··· EXTRAIT PRÉSENTÉ

CONTRIBUTIONS ÉCRITES DES GROUPES POLITIQUES DU SÉNAT

Contribution de Mme Brigitte GONTHIER-MAURIN,
sénatrice des Hauts-de-Seine, pour le groupe Communiste, républicain et citoyen

De puissants déterminismes et stéréotypes sont à l'oeuvre dans l'orientation scolaire, au point de la réduire souvent à une procédure de tri social des élèves via les trois voies de formation du lycée. Ce constat est certes pointé par la mission d'information sur l'orientation scolaire cependant ses recommandations visent davantage à une régulation des flux d'élèves plutôt que de s'attaquer à l'origine de l'échec scolaire.

Car comment ne pas voir que le poids de ces déterminismes a déjà placé nombre d'élèves en difficulté pour entrer dans les apprentissages, très tôt dans la scolarité et bien souvent avant le secondaire.

······
··· DONNÉES EXTRAITES

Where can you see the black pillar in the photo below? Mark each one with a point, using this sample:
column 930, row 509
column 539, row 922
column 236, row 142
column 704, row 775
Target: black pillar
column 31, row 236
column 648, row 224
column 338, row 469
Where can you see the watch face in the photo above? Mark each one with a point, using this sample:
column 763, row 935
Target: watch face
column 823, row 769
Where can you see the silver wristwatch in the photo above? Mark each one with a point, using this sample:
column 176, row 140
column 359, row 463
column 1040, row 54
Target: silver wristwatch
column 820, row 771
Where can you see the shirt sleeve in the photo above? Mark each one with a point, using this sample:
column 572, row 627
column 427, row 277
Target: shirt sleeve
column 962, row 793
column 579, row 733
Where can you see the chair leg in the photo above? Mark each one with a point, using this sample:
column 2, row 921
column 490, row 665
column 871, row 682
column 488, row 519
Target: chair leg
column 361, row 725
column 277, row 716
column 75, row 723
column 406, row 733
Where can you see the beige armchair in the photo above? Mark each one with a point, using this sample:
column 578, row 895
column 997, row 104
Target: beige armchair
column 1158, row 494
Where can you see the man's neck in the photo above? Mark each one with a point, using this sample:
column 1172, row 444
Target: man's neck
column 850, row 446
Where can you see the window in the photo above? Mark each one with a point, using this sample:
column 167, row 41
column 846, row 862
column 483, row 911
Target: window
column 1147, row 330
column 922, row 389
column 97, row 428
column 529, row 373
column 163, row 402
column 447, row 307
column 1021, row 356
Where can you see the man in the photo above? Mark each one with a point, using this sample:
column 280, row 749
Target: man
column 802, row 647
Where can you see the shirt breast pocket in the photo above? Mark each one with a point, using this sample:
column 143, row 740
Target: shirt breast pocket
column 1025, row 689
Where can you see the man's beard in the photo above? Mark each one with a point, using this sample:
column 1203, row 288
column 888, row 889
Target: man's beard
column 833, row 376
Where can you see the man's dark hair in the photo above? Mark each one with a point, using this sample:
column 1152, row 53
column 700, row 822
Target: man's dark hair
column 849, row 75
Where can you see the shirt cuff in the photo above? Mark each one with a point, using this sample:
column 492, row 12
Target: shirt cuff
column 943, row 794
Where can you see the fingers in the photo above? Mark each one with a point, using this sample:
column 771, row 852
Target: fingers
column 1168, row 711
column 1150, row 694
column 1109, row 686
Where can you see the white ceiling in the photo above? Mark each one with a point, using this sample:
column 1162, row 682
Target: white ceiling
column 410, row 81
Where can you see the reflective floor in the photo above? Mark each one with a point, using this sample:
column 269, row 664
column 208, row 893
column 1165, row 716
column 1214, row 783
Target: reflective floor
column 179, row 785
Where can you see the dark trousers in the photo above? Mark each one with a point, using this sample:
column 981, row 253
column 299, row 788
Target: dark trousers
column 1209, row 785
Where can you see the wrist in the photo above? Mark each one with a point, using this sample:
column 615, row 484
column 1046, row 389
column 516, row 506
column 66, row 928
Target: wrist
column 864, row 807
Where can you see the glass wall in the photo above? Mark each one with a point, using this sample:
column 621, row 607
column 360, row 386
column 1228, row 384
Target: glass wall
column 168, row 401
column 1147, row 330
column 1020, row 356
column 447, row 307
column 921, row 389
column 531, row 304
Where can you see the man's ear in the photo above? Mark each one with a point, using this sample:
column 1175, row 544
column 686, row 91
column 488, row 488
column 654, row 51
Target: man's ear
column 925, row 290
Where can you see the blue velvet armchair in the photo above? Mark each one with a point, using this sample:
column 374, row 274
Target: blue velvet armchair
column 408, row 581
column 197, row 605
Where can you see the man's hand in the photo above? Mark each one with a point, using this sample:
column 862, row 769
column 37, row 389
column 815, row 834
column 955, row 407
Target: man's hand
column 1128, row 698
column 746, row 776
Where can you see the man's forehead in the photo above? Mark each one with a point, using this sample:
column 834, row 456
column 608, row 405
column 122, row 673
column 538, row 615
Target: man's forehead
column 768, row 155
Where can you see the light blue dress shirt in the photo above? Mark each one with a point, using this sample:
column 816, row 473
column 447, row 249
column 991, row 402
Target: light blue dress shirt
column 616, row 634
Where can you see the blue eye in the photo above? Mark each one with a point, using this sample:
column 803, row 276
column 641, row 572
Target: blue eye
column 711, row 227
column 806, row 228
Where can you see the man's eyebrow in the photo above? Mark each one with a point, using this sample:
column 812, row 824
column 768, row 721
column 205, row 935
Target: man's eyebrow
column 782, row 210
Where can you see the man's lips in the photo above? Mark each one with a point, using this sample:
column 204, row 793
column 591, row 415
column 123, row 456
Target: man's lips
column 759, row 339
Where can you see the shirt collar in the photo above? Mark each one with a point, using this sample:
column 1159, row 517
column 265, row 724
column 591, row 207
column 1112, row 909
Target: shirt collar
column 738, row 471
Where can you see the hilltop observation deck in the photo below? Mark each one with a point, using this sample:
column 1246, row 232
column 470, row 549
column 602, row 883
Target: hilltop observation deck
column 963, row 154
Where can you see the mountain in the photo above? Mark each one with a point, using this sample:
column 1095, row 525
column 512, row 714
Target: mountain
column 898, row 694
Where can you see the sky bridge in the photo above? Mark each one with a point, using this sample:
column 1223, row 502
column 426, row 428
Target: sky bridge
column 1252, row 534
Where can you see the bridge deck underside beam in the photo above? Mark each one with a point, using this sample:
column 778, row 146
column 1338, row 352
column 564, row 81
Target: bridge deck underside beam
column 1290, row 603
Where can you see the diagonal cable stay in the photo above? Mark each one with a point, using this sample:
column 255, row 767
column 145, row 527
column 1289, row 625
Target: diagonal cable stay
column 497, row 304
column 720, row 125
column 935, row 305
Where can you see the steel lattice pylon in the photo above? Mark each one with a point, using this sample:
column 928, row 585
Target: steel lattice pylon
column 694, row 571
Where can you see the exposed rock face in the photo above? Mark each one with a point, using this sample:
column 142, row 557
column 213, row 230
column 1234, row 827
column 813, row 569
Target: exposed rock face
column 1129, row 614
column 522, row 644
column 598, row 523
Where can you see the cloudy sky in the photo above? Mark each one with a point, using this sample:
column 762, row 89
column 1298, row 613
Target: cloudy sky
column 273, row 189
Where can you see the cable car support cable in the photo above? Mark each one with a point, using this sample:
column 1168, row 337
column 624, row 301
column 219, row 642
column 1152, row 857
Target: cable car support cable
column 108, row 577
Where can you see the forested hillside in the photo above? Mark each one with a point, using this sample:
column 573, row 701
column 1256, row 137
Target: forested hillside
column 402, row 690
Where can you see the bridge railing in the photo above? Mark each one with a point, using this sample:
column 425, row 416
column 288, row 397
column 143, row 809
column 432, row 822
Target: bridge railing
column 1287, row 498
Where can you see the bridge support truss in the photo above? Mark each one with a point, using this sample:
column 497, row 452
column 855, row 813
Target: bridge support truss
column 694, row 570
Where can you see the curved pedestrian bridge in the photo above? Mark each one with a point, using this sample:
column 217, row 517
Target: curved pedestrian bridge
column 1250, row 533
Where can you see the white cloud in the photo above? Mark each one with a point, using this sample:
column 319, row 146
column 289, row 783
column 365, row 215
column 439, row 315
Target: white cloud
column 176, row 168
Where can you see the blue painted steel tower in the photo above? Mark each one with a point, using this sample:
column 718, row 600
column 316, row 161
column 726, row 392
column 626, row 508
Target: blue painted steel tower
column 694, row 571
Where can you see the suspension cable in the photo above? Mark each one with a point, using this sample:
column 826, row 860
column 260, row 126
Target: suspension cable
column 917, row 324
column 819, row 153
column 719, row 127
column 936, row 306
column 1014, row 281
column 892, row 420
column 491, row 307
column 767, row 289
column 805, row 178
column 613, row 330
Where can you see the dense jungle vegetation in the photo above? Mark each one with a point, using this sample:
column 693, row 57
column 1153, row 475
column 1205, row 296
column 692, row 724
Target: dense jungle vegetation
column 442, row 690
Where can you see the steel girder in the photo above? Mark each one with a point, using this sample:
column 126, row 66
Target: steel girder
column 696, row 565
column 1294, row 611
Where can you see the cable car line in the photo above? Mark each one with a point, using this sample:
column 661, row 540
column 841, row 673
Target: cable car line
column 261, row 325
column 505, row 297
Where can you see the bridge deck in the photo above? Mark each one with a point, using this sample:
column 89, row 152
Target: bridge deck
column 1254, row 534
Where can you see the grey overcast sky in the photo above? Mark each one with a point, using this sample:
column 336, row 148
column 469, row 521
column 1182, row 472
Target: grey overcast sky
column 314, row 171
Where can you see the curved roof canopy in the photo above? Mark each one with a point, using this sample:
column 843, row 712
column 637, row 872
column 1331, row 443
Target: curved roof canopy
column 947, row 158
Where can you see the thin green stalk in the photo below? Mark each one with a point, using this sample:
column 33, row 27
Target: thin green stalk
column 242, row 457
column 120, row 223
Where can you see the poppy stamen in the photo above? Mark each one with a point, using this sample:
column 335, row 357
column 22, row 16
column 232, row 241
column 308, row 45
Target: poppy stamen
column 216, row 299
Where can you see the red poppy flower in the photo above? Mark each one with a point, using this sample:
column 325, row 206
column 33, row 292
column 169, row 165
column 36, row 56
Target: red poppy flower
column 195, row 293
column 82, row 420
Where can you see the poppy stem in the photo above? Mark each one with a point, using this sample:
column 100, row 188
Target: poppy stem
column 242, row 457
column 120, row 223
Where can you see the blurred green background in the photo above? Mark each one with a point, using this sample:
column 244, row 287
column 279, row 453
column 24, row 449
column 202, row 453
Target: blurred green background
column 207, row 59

······

◆ **CONSIGNES DE L'EXERCICE**: Reprenez le texte sur l'orientation scolaire à la suite de sa dernière phrase et poursuivez-le.

◆ **RÉPONSE ATTENDUE**:
Depuis 2005, prenant appui sur les difficultés de l'éducation nationale à faire refluer l'échec scolaire et les inégalités qu'il entraine, les politiques publiques conduites visent à mettre en place une conception de l'éducation de plus en plus tournée vers l'employabilité pour les entreprises. Dans cette même veine, le rapport, qui place l'insertion professionnelle au coeur des objectifs du système éducatif, propose des outils consistant surtout à gérer et calibrer les flux d'élèves, comme par exemple une sélection à l'entrée à l'université selon des prérequis pour les formations à effectifs limités. Il avance aussi l'idée d'une carte des formations plus « réactive » aux besoins locaux, alors même que les entreprises sont bien souvent dans l'incapacité d'anticiper leurs besoins à moyen et à court termes et que la formation d'un jeune prend de 3 à 5 ans.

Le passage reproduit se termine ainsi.